» **TESTO DI PARTENZA**:

Le cinque più grandi ditte di petrolio del mondo – ExxonMobil, Chevron, BP, Shell, e Total – hanno registrato ben 200 miliardi di dollari di profitti nel 2022. È l’equivalente di tutto il Prodotto interno lordo della Nuova Zelanda o della Grecia. Ovviamente questo è quello che sappiamo perché sono dati pubblici, ma quanti soldi abbiano intascato, per esempio, i governi del Qatar o dell’Arabia Saudita che non rendono pubblici i loro petrol-incassi solo le divinità possono saperlo, ma di sicuro sono tanti soldi, tanti.
Come è successo tutto questo? In una parola: speculazione.
Già sappiamo della speculazione sui nostri polmoni, sulla nostra acqua, sulle nostre democrazie. Adesso arriva la speculazione sulla guerra.
Con la scusa del conflitto fra russi e ucraini, e l’interruzione delle forniture, siamo arrivati a prezzi elevatissimi della benzina e del gas, in aggiunta a enormi fluttuazioni legati agli avvenimenti geopolitici di cui mercati e petrolieri hanno saputo ben approfittare. Biden e l’Unione Europea hanno cercato di tirare le orecchie ai cinque bruti di cui sopra, l’uno con le parole, e l’altra con i tribunali, ma finora con poco successo.
Delle cinque petrol-ingorde, la fetta più grande della torta è andata alla Exxon con $56 miliardi di profitti, a seguire la Shell con $40 miliardi e la Chevron con $37 miliardi. Per la Shell è il doppio (!) rispetto al 2021 e il record assoluto nella sua storia di 115 anni.
Che ci faranno con tutti quei soldi? Magari investiranno sulle rinnovabili? Cercheranno di creare un futuro oil-free visto che promettono questo da anni? La Shell non ci pensa neanche e dice che non investirà neanche un centesimo in più per le rinnovabili rispetto al 2021. E perché dovrebbero? Il loro business è il petrolio non il vento.
Uno deve pensarci bene: questi signori del petrolio hanno trivelle, conoscenze di trivelle, contatti di trivelle, sparsi per tutto mondo. Hanno una infrastruttura tecnica, politica e geografica che si è sviluppata nel corso di cent’anni. Una vera transizione verso le rinnovabili significa investire in tecnologie tutto sommato ancora nuove, che abbisognano di sperimentazione per la diffusione a larga scala e per l’integrazione nel nostro mondo. Una vera transizione verso le rinnovabili ha bisogno di picconate a un mondo che ha dato loro soldi e potere per cent’anni. Perché fare tutto questo quando i profitti petroliferi sono alle stelle?

Dati:

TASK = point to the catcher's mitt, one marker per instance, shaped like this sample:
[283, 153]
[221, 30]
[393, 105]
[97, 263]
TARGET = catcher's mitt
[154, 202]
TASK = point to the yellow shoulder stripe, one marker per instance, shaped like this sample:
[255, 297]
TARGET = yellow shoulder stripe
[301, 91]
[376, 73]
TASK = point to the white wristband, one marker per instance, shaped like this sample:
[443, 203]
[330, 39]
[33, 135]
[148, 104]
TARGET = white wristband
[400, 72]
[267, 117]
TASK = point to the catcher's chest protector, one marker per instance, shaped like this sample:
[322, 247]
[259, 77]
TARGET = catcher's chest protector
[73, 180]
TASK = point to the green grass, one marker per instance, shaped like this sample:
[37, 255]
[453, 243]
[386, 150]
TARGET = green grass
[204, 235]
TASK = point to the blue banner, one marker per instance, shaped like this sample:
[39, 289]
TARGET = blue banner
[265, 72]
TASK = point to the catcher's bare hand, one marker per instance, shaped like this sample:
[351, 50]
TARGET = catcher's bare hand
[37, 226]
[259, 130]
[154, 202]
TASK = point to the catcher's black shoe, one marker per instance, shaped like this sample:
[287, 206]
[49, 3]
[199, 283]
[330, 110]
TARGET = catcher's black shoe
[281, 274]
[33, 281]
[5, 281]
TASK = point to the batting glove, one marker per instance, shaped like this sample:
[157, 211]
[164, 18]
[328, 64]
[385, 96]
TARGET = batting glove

» **ISTRUZIONI**:
[a] Secondo il testo sui profitti del petrolio, quanti dollari di profitti ha registrato la Exxon?
[b] Trascrivi parola per parola un brano del testo sui profitti del petrolio: comincia dalle parole "Delle cinque petrol-ingorde, la" e fermati dopo "di 115 anni.".
[c] Per favore, riprendi il testo sui profitti del petrolio proseguendo dopo la sua ultima frase.

» **LE RISPOSTE**:
[a] 56 miliardi di dollari.

[b]
Delle cinque petrol-ingorde, la fetta più grande della torta è andata alla Exxon con $56 miliardi di profitti, a seguire la Shell con $40 miliardi e la Chevron con $37 miliardi. Per la Shell è il doppio (!) rispetto al 2021 e il record assoluto nella sua storia di 115 anni.

[c]
La Shell e compari parlano di rinnovabili per fare finta, per imbambolare pubblico e politici, ma sono tutte balle. Anche se cercano di essere lupi vestiti di verde, sempre lupi sono. Ovviamente intendo questo in modo figurativo, e con tutto l’amore possibile per i lupi.
Il nuovo CEO della Shell, Wael Sawan, dice che vogliono dirigersi verso le rinnovabili ma che devono pure salvaguardare gli interessi degli investitori.
“Our philosophy has been a real pivot toward energy transition investments. But we will make sure that those investments go into the areas where we can see line of sight toward attractive returns to be able to reward our shareholders.”
È tutto qui, nelle parole attractive returns. Come dire, il doppio nel 2022 rispetto al 2021 non gli è bastato.
Nel 2021 la Shell ha investito 3,5 miliardi di dollari in tecnologie green. Ha invece investito 21,5 miliardi di dollari in tecnologie petrolifere. I dollari green non cambieranno. Quelli petroliferi quasi sicuramente si perché vogliono investire di più sul gas naturale che è stato il motore dei loro profitti record per il 2021.
Sawan aggiunge che non è colpa sua, se le rinnovabili vanno ancora troppo a rilento. Dice che è colpa dei politici.
“Is the pace of renewables investment fast enough? I don’t think we are moving as a world fast enough. But that requires significant change from government policies. It requires the right customer uptake and of course it requires companies like ours to continue to invest.”
Il Don Abbondio delle trivelle.
Resta la domanda: che ci faranno con tutti questi soldi? Investiranno per altra esplorazione e tecnologia, ingrasseranno investitori e si ricompreranno le loro azioni. La Exxon investirà $50 miliardi per ricomprarsi le azioni, la Chevron $75 miliardi, la Shell “solo” 4 miliardi.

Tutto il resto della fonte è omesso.